*What is needed*:
Print the line that contains "Tag the palm tree trunk" and every line after it through the last line of the records below, exactly as written and nothing else.

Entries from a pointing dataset
■ ■ ■ ■ ■

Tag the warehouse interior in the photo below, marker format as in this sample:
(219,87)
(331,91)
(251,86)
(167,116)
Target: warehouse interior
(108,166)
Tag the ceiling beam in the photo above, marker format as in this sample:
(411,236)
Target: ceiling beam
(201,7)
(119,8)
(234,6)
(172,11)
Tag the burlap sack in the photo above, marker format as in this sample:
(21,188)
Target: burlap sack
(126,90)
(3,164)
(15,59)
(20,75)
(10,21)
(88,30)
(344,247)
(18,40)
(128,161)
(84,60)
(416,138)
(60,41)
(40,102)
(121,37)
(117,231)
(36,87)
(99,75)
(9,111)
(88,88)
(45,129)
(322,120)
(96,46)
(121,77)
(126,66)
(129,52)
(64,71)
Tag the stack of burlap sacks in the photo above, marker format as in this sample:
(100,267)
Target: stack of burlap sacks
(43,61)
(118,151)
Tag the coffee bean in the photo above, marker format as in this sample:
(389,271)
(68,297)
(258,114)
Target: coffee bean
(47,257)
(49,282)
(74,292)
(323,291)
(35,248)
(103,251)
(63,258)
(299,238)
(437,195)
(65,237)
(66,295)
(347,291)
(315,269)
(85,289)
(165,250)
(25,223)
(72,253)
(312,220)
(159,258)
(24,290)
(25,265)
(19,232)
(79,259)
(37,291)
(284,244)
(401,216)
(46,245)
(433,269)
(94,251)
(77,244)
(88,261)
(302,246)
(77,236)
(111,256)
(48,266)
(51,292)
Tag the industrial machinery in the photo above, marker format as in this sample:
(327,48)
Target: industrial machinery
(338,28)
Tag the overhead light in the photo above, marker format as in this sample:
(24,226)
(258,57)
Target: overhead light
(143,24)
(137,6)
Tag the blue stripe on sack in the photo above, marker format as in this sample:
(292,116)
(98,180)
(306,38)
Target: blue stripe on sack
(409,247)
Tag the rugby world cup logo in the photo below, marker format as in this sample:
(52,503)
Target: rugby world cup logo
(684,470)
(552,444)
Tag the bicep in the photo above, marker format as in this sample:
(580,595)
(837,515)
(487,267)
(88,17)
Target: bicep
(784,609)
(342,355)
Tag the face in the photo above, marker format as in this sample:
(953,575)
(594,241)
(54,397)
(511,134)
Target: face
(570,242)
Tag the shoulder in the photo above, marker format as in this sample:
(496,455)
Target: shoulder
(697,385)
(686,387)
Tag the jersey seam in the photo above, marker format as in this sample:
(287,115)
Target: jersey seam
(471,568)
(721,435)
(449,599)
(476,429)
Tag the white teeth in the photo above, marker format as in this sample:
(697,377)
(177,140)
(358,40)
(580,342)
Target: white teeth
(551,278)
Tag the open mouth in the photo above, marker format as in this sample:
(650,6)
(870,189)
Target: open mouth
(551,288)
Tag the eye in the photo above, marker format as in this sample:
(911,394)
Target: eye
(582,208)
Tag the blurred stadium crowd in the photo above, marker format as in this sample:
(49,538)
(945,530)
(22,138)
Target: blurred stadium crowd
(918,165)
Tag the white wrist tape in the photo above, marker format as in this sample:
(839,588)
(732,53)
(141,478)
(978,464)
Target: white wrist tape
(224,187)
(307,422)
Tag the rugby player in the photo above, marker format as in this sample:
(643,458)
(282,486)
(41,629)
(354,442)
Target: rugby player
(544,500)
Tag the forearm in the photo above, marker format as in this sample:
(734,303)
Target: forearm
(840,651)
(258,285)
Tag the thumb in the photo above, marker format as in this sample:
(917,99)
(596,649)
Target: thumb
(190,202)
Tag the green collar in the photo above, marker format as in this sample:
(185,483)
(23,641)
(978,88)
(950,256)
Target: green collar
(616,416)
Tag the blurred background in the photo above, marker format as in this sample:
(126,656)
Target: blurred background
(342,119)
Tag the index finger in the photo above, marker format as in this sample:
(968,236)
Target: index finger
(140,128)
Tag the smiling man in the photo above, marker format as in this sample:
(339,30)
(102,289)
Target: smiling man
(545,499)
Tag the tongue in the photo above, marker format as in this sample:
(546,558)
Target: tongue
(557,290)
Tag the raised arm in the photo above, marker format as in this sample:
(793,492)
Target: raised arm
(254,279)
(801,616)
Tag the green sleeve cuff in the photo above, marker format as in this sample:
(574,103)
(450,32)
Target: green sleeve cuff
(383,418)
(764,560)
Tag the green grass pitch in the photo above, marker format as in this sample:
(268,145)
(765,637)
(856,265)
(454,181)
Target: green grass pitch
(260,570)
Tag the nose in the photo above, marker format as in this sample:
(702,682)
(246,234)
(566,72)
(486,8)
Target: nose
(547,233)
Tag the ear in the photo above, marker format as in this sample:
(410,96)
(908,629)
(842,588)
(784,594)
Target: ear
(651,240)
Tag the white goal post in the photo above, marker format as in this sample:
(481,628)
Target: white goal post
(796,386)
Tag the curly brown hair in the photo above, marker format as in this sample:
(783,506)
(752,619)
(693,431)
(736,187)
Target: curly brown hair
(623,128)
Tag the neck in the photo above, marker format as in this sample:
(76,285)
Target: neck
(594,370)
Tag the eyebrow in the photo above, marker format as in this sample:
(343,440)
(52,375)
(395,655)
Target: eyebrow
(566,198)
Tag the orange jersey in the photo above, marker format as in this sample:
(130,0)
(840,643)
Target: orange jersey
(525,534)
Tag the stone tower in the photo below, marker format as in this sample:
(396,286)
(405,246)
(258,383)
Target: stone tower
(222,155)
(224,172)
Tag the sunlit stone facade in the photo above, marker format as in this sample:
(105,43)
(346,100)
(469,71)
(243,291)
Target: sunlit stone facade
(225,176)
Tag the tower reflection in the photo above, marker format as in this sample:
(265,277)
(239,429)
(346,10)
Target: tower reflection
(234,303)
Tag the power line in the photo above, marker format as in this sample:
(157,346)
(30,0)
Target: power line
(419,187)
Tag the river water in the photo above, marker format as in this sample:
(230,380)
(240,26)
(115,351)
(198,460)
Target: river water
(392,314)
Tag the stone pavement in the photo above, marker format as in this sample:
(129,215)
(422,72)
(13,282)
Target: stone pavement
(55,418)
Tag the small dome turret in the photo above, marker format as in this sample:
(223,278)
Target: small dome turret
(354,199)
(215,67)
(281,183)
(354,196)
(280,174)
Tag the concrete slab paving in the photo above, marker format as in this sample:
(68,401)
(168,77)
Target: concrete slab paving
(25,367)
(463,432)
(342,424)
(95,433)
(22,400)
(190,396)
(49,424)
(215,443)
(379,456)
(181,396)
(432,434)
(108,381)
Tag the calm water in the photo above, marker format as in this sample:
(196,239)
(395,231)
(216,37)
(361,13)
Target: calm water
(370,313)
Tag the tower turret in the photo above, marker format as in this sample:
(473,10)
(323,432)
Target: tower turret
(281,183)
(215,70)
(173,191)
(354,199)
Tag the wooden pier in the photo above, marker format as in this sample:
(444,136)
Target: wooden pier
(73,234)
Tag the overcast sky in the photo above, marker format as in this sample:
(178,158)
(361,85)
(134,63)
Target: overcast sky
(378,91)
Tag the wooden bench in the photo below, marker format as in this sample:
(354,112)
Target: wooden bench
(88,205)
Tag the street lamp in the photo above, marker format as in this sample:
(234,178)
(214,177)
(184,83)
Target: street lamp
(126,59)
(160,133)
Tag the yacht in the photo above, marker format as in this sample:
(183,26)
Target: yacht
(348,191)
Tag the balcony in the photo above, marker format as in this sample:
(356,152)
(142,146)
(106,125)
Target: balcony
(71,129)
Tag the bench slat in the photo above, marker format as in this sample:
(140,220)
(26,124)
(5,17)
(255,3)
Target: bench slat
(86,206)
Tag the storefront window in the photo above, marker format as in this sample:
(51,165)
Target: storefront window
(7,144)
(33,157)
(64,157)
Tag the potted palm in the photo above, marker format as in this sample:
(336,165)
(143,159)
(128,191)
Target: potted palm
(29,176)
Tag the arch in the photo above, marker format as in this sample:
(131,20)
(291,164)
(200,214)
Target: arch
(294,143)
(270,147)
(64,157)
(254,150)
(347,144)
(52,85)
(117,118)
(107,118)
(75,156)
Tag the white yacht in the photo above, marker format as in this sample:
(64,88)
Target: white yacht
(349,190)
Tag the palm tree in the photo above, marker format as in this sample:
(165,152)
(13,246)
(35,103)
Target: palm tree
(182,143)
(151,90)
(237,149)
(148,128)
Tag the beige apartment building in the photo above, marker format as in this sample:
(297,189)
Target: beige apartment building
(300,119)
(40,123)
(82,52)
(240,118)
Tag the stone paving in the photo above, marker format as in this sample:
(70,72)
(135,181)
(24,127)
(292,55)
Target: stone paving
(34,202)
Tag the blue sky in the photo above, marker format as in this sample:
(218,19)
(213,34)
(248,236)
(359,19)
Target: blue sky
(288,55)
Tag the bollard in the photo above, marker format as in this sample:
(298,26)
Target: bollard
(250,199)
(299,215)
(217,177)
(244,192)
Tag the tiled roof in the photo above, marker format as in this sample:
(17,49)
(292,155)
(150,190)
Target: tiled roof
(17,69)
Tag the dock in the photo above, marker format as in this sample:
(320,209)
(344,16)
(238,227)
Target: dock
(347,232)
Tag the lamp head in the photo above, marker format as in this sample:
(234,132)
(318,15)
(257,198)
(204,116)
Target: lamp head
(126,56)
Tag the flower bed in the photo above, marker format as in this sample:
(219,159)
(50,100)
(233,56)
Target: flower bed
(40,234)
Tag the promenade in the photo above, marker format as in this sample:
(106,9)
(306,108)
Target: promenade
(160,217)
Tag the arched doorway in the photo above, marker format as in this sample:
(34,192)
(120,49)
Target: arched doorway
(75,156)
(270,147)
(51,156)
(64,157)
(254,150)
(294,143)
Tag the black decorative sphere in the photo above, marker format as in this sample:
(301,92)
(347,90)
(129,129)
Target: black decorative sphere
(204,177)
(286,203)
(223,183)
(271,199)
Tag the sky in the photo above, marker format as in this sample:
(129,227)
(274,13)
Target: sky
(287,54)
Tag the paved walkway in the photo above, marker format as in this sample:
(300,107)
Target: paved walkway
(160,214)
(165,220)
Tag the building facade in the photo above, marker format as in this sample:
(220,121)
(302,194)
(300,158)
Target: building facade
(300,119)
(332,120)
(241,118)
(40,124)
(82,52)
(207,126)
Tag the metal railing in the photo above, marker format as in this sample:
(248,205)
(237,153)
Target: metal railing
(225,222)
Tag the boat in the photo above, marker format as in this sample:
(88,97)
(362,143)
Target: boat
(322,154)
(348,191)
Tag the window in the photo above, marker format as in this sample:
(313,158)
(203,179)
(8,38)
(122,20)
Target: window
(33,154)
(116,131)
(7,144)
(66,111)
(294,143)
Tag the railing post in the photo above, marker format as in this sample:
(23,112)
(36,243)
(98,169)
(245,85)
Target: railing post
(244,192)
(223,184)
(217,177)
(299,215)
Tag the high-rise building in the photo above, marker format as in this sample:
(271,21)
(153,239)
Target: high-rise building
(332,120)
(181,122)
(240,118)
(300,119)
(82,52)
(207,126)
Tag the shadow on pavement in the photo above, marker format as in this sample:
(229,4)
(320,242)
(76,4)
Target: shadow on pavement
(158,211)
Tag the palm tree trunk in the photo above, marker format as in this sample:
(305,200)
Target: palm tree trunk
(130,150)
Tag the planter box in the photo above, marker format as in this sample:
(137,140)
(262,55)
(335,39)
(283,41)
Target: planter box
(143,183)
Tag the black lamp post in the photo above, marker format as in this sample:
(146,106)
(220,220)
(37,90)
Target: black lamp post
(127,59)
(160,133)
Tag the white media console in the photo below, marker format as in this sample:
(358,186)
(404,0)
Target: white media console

■ ■ ■ ■ ■

*Written answer*:
Tag the palm tree trunk in the photo above, marker format as in this sample:
(305,200)
Target: palm tree trunk
(130,150)
Tag the planter box in the photo above, marker format as in this sample:
(137,140)
(262,55)
(335,39)
(283,41)
Target: planter box
(143,183)
Tag the black lamp post in the photo above, marker format as in this sample:
(146,106)
(220,220)
(37,90)
Target: black lamp post
(127,59)
(160,133)
Tag the white media console in the photo below, marker format as in this sample:
(358,186)
(404,0)
Target: white media console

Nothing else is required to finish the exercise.